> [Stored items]
· · ·
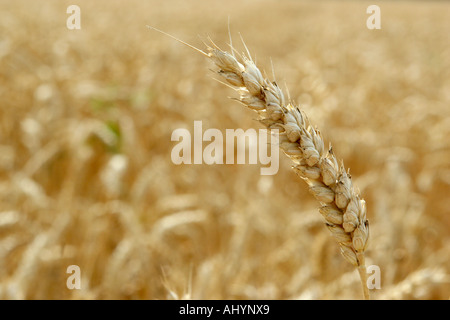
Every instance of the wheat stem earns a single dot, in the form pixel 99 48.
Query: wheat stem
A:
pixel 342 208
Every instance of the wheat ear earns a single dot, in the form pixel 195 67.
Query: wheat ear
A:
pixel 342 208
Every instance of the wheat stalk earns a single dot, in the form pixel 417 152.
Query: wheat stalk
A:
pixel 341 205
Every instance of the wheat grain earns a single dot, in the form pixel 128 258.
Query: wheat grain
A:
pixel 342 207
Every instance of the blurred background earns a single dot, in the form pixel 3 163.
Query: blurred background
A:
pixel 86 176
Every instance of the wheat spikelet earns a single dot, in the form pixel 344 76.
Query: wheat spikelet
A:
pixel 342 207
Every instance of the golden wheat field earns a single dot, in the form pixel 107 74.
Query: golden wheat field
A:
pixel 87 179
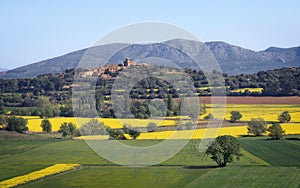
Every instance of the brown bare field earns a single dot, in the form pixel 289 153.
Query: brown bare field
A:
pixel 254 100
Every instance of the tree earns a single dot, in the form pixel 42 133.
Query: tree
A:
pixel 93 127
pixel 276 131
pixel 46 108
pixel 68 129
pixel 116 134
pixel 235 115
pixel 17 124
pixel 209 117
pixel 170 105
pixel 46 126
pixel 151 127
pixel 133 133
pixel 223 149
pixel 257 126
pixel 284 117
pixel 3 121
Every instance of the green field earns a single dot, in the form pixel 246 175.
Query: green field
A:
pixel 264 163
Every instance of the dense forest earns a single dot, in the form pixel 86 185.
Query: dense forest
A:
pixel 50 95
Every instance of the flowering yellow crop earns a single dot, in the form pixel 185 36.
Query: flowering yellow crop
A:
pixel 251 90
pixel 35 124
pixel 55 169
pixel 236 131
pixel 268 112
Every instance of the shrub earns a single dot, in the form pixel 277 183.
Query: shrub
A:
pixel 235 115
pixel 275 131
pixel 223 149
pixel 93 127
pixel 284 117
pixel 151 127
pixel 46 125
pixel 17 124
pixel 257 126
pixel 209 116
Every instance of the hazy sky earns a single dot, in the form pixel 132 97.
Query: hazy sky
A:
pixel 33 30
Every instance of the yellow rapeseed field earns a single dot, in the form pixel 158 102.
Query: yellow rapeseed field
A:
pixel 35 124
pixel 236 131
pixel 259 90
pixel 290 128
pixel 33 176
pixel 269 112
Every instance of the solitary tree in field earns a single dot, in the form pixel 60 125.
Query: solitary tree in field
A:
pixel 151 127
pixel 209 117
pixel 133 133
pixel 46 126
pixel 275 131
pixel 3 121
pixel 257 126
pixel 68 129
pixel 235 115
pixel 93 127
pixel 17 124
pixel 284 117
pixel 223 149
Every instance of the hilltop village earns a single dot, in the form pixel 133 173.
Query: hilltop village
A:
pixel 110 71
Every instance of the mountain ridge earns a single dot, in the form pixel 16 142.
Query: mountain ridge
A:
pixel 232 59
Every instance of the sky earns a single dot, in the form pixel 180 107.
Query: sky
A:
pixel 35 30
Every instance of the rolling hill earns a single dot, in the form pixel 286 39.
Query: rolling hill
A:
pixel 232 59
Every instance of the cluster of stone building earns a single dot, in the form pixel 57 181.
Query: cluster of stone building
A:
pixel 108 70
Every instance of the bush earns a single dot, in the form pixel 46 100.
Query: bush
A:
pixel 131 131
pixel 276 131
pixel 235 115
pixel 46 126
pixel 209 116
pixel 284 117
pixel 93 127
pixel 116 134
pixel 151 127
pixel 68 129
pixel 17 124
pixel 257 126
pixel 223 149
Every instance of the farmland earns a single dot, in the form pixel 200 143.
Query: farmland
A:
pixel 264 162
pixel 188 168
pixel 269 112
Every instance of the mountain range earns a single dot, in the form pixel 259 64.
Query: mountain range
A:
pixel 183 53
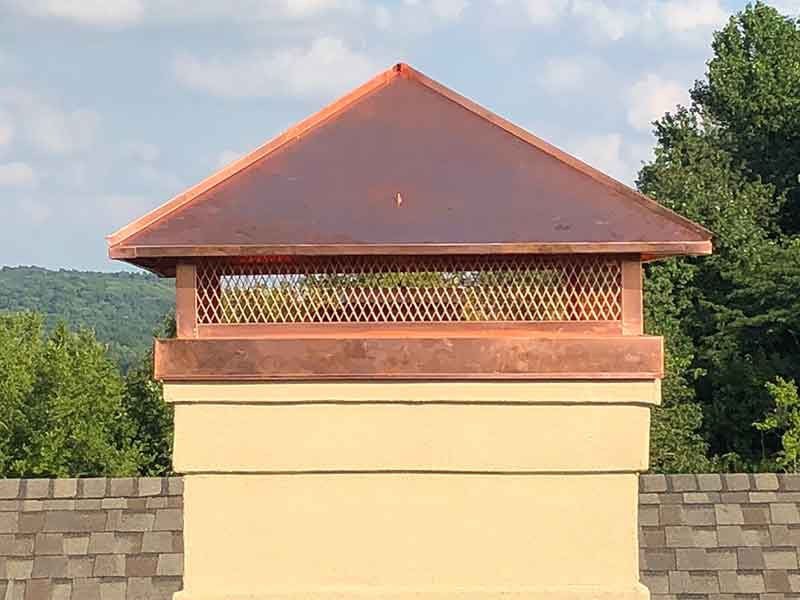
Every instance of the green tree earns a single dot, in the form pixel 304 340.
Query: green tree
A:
· · ·
Quote each record exactly as it stands, minus the pictures.

Every instance of the wheat stem earns a single dot, in the form pixel 99 48.
Query: wheat stem
A:
pixel 342 208
Every instance of the wheat ear earns a single dot, in the form pixel 195 67.
Query: wheat ear
A:
pixel 342 208
Every instance of the wheat stalk earns a single dot, in the form pixel 417 152.
Query: wheat stalk
A:
pixel 341 205
Every instance of the wheat grain earns a single dot, in the form pixel 128 258.
Query: wheat grain
A:
pixel 342 207
Every instance of the blurred background earns a single dot, in the form pixel 3 163.
Query: blurred background
A:
pixel 86 176
Every instance of the wheat spikelet earns a single dot, in the form pixel 344 76.
Query: wheat spikelet
A:
pixel 342 207
Every instance of the golden wheat field earns a single dot, in the form pixel 107 74.
Query: golden wheat field
A:
pixel 87 179
Every instance of the brown bare field earns a single dot, in the form pixel 289 153.
Query: brown bare field
A:
pixel 254 100
Every instance of the tree earns a single dot, in the form pixel 42 133.
Query: tree
A:
pixel 93 127
pixel 276 131
pixel 46 108
pixel 68 129
pixel 116 134
pixel 235 115
pixel 17 124
pixel 209 117
pixel 170 105
pixel 46 126
pixel 151 127
pixel 133 133
pixel 223 149
pixel 257 126
pixel 284 117
pixel 3 121
Every instance of the green field earns a single dot, in the form pixel 246 175.
Query: green field
A:
pixel 264 163
Every instance of the dense forest earns a single dot, in the form pixel 86 185.
Query: dense forest
A:
pixel 50 95
Every instance of the flowering yellow crop earns a single dot, in the form pixel 185 36.
Query: flowering yellow crop
A:
pixel 251 90
pixel 35 124
pixel 55 169
pixel 236 131
pixel 268 112
Every instance of the shrub earns a single dot, in the form pixel 277 183.
Query: shrub
A:
pixel 235 115
pixel 275 131
pixel 223 149
pixel 93 127
pixel 284 117
pixel 151 127
pixel 46 125
pixel 17 124
pixel 257 126
pixel 209 116
Every instance of the hazy sky earns a single dot, in the form pixel 132 97.
Query: hazy sky
A:
pixel 33 30
Every instance of the yellow rapeseed field earns a single dot, in the form pixel 158 102.
Query: yellow rapeseed field
A:
pixel 35 124
pixel 236 131
pixel 259 90
pixel 290 128
pixel 33 176
pixel 269 112
Every instance of the solitary tree in field earns a single dot, in the form pixel 60 125.
Query: solitary tree in field
A:
pixel 151 127
pixel 209 117
pixel 133 133
pixel 46 126
pixel 275 131
pixel 3 121
pixel 257 126
pixel 68 129
pixel 235 115
pixel 93 127
pixel 17 124
pixel 284 117
pixel 223 149
Every instance of the hilltop village earns a single dot, in the form pixel 133 173.
Query: hilltop village
A:
pixel 110 71
Every instance of the mountain ridge earns a single dot, in the form pixel 16 142.
Query: mountain ridge
A:
pixel 232 59
Every instance of the sky earns a single dot, in the form pixel 180 107.
Query: sky
A:
pixel 35 30
Every instance of the rolling hill earns a single dot, in the form pixel 286 39.
Query: rolling hill
A:
pixel 232 59
Every instance of the cluster of stone building earns a single dot, in the form pixel 57 181.
Query: cluster of stone building
A:
pixel 108 70
Every instance of the bush earns a single dot, in the form pixel 46 100.
Query: bush
A:
pixel 131 131
pixel 276 131
pixel 235 115
pixel 46 126
pixel 209 116
pixel 284 117
pixel 93 127
pixel 116 134
pixel 151 127
pixel 68 129
pixel 17 124
pixel 257 126
pixel 223 149
Every instance of the farmland earns a single dot, in the form pixel 200 143.
Query: farmland
A:
pixel 264 162
pixel 188 168
pixel 269 112
Every instance of the mountain range earns a single dot, in the form pixel 259 64.
Query: mountain range
A:
pixel 183 53
Every instance of the green tree earns a single dot, in the form pixel 304 340.
Query: green tree
A:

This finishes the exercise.